Supplied material ▸
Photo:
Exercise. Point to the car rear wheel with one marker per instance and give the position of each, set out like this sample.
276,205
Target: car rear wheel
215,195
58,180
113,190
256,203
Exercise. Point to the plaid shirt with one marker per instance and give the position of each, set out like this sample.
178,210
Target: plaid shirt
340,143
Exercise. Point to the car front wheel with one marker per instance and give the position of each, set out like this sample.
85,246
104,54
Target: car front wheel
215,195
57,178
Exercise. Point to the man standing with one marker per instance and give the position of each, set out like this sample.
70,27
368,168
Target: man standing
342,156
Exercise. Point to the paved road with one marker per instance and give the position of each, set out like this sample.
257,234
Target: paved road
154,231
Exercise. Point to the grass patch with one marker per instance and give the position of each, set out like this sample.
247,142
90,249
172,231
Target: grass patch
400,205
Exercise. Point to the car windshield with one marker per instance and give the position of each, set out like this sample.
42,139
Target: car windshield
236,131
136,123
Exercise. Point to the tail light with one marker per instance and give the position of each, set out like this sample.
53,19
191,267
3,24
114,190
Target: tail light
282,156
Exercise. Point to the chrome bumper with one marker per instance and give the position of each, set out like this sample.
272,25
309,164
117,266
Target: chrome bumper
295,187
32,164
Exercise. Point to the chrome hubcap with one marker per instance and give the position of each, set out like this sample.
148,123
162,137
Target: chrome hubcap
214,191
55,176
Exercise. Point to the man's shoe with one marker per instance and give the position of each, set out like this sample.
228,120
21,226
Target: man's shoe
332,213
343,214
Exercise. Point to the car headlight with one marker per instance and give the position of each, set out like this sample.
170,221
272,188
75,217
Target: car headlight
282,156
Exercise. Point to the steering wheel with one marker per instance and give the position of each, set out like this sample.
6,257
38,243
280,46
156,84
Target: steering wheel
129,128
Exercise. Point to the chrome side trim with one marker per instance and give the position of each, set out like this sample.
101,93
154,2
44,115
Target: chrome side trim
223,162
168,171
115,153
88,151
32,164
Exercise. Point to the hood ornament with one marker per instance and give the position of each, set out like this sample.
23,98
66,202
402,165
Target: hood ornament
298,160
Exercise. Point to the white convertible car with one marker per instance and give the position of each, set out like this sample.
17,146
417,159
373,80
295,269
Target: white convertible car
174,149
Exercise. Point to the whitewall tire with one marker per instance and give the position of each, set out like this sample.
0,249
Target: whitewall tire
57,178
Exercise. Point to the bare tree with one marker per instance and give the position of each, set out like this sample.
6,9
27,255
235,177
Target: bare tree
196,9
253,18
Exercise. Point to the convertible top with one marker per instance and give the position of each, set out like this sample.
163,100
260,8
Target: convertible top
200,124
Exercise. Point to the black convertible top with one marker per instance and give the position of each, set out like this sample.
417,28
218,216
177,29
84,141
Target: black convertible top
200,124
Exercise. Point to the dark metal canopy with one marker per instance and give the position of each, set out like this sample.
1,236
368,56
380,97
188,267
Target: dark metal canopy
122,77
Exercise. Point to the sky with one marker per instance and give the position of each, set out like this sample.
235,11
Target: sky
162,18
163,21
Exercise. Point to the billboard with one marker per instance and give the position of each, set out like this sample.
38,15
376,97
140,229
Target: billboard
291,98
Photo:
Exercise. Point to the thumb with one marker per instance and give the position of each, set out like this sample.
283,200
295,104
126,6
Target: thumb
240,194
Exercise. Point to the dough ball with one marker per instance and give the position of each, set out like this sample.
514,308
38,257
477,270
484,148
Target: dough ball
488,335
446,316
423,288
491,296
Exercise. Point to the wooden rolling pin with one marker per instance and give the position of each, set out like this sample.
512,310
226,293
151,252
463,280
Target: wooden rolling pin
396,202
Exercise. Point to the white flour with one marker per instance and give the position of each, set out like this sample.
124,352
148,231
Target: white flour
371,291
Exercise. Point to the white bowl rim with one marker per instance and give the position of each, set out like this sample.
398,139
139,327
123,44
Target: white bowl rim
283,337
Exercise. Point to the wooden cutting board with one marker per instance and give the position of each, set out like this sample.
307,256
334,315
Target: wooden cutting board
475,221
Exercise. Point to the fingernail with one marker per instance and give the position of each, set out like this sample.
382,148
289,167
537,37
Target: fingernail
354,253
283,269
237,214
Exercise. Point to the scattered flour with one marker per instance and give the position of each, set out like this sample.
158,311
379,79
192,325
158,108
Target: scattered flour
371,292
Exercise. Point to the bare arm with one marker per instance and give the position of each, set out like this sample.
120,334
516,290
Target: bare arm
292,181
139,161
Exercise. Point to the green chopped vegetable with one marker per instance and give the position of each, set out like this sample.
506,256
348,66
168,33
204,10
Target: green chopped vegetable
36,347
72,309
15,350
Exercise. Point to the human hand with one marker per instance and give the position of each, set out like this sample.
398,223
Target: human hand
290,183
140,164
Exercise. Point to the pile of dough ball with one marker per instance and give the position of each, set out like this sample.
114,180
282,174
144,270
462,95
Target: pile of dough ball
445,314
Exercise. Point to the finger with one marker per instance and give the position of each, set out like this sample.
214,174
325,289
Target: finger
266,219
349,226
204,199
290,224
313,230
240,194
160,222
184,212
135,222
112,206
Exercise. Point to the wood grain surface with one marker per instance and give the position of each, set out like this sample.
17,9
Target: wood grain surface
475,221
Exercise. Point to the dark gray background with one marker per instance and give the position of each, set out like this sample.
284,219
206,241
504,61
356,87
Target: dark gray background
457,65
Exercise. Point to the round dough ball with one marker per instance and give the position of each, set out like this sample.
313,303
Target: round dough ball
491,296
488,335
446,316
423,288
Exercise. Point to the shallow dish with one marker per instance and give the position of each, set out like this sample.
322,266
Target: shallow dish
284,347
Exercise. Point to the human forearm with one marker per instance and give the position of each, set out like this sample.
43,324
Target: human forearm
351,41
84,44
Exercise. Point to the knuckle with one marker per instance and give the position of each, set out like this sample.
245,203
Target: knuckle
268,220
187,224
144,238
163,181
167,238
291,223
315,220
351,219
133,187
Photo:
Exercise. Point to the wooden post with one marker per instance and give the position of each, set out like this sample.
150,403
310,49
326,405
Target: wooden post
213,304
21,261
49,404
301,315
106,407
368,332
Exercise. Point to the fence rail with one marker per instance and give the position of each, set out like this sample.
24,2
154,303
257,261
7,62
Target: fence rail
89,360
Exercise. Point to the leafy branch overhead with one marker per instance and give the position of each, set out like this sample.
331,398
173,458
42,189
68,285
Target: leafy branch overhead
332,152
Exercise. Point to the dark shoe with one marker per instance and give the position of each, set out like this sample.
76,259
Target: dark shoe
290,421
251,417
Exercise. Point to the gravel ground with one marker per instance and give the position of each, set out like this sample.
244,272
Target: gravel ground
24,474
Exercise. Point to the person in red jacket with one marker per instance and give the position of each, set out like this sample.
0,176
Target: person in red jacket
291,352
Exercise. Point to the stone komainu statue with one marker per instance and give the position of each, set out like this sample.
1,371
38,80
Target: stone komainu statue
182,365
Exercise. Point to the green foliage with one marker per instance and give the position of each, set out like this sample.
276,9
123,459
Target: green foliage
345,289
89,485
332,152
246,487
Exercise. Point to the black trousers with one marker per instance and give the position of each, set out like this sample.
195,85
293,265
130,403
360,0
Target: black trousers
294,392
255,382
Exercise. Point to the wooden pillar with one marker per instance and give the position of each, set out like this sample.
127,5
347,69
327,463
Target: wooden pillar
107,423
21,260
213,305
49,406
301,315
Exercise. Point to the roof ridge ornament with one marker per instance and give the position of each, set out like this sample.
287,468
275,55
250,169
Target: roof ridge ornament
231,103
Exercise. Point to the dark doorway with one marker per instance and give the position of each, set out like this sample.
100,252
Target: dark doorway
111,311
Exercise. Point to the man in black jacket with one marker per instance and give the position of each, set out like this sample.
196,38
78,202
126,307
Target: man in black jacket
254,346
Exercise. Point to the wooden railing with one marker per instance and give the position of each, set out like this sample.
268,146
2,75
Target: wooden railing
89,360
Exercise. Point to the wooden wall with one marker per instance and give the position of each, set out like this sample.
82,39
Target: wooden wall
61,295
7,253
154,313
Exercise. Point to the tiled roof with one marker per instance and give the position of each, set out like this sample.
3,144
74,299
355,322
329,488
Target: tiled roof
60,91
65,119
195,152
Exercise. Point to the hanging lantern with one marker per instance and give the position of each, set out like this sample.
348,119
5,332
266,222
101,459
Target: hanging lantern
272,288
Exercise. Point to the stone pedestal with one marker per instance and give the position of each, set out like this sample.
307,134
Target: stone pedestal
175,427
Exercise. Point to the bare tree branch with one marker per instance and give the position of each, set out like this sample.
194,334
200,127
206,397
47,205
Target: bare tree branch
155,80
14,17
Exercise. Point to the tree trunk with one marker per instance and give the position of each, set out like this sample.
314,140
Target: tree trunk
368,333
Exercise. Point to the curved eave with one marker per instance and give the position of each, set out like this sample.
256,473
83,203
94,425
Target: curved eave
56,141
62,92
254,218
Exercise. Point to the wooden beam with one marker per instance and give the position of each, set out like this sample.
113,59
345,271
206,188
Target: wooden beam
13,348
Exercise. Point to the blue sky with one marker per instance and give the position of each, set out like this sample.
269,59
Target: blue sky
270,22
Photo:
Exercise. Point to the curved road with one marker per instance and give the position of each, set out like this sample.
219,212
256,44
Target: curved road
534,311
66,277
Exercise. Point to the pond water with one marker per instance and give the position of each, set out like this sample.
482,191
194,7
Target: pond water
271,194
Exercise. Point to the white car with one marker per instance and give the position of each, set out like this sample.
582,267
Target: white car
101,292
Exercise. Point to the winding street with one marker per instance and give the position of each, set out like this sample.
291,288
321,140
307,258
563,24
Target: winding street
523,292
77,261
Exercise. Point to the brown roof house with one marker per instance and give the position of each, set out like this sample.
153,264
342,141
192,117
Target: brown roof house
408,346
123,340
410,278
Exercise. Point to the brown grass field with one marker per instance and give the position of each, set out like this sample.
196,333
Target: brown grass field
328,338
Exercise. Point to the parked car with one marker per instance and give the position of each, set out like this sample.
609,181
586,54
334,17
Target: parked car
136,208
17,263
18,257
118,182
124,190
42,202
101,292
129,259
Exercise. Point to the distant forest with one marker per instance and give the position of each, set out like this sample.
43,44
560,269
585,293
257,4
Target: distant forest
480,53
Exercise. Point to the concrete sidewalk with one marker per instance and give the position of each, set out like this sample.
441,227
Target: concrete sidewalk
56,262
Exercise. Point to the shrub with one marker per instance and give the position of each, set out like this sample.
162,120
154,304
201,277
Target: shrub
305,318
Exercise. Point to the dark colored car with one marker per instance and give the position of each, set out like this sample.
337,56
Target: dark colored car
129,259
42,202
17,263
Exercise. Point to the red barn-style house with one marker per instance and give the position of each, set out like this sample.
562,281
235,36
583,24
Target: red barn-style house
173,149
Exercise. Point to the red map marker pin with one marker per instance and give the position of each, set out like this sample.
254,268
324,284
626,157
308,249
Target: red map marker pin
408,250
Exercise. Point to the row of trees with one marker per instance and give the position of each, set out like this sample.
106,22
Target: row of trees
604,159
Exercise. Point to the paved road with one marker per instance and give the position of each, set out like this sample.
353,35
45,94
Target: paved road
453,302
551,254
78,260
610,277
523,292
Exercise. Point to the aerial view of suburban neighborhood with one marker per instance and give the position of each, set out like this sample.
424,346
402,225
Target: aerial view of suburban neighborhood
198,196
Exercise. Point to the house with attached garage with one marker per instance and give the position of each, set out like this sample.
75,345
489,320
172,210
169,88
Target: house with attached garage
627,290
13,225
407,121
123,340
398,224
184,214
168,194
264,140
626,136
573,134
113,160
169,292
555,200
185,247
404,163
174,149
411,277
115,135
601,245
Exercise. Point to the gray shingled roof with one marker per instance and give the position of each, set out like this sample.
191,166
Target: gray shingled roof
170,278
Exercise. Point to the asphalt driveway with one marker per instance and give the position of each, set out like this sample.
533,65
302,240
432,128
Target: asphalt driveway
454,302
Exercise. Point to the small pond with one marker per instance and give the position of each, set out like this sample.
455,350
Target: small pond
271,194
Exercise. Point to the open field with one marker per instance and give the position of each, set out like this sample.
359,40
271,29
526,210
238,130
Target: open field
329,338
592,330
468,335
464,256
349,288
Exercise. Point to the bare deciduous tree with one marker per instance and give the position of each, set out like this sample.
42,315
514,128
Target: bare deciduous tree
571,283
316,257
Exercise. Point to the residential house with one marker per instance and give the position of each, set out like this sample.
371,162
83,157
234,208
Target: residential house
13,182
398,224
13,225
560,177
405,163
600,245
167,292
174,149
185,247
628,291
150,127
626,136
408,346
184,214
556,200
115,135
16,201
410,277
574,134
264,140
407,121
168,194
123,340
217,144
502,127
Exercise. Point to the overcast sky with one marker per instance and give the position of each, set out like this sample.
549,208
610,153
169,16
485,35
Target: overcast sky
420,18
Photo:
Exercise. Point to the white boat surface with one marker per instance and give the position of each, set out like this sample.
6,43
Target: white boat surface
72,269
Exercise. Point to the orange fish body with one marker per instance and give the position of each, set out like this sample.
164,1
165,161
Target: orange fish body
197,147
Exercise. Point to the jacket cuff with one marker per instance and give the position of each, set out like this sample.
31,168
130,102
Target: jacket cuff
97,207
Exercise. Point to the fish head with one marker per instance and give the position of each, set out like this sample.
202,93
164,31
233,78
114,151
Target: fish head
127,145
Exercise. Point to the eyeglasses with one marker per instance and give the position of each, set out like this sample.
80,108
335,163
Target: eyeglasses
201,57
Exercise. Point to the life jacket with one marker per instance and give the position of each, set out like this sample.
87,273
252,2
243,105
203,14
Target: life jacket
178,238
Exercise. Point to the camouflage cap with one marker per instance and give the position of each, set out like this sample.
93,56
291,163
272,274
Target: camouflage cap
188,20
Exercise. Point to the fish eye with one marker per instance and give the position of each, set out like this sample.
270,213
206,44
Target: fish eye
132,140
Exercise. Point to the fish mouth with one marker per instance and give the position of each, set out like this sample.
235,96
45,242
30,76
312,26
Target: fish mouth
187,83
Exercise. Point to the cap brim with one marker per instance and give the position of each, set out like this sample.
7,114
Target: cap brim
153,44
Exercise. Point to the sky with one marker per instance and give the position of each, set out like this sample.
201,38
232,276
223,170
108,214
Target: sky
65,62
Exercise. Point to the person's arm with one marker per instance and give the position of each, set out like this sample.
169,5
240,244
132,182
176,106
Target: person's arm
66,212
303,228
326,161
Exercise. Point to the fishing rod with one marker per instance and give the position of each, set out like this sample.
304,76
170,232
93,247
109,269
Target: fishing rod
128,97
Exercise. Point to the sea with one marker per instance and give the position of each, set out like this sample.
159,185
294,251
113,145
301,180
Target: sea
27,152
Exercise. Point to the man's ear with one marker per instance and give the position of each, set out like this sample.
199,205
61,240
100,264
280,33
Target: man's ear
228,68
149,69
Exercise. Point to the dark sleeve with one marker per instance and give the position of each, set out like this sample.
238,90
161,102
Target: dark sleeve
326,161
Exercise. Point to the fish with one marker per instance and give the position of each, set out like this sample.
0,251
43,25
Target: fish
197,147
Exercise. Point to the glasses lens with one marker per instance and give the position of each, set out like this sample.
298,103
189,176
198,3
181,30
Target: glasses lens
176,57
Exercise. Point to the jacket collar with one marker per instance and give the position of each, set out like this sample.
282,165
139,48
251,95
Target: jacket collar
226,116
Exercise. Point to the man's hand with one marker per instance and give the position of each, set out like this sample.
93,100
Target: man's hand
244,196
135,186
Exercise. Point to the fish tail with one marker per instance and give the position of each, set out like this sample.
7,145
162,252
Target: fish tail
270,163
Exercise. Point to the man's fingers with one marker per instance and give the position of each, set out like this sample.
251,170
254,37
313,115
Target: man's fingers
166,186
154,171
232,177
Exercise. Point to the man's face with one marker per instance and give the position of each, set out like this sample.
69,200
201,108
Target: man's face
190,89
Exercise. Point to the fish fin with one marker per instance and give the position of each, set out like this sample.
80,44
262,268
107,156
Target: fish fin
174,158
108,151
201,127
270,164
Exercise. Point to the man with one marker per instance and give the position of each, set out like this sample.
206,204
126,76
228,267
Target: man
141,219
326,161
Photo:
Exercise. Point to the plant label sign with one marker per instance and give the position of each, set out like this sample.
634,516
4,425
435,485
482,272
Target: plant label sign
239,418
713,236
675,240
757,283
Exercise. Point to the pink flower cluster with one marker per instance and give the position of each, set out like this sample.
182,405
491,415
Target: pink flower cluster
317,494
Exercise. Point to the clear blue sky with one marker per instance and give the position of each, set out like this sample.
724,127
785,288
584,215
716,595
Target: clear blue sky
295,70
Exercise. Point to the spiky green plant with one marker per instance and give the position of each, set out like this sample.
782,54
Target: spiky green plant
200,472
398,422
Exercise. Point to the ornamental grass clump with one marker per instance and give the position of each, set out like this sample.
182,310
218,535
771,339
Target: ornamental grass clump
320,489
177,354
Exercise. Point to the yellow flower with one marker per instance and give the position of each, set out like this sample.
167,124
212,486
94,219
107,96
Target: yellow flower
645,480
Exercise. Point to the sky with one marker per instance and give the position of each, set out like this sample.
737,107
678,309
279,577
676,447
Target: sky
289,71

Exercise instructions ▸
All lines from the one containing "Exercise. Point to the man with" through the final line of the listing above are to be reproduced exactly; include both and add nothing.

Response to the task ▸
Exercise. Point to the man with one marker per instance and give the position of each, set out like this sample.
206,204
126,76
228,267
Target: man
141,219
326,161
Photo:
Exercise. Point to the plant label sign with one marker per instance and give the position of each, set out like this sample.
634,516
4,425
435,485
482,272
Target: plant label sign
239,418
713,236
675,240
757,283
Exercise. Point to the pink flower cluster with one marker per instance and give the position of each, set out like this sample.
182,405
491,415
Target: pink flower cluster
317,494
Exercise. Point to the clear blue sky with one marker per instance and give the position of each, set out like this sample.
724,127
785,288
584,215
716,595
Target: clear blue sky
295,70
Exercise. Point to the spiky green plant with one marker per instance and give the position of each, set out like this sample.
782,54
Target: spiky green plant
200,472
398,422
Exercise. Point to the ornamental grass clump with one marker per instance and give the position of each, set out like this sample.
182,310
218,535
771,339
Target: ornamental grass clump
320,489
177,354
Exercise. Point to the yellow flower with one marker per instance and give the position of each, set out like this sample.
167,124
212,486
94,219
107,96
Target: yellow flower
645,480
Exercise. Point to the sky with one marker per instance and give the position of each, set out like this sample.
737,107
678,309
279,577
676,447
Target: sky
289,71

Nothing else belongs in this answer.